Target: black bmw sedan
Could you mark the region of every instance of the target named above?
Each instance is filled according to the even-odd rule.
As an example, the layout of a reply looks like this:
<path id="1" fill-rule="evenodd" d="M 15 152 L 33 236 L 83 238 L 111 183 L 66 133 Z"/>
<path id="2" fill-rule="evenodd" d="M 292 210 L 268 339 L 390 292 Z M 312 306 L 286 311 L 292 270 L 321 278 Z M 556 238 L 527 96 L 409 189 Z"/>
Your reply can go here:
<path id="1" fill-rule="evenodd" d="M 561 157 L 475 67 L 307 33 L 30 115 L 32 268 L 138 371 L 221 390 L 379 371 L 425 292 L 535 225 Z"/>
──────────────────────────────
Render the lines above as a JSON list of strings, one string per line, leaving out any blank lines.

[
  "Target: black bmw sedan",
  "Could you mark the region of every instance of the target named above?",
  "Each instance is filled according to the even-odd rule.",
  "As an example, the layout of a reply looks like this:",
  "<path id=\"1\" fill-rule=\"evenodd\" d=\"M 15 152 L 33 236 L 83 238 L 111 183 L 66 133 Z\"/>",
  "<path id=\"2\" fill-rule=\"evenodd\" d=\"M 292 210 L 268 339 L 390 292 Z M 312 306 L 286 311 L 292 270 L 321 278 Z M 556 238 L 527 96 L 409 189 Z\"/>",
  "Your reply can go here:",
  "<path id=\"1\" fill-rule=\"evenodd\" d=\"M 561 157 L 475 67 L 307 33 L 30 115 L 32 268 L 138 371 L 221 390 L 379 371 L 425 292 L 535 225 Z\"/>"
]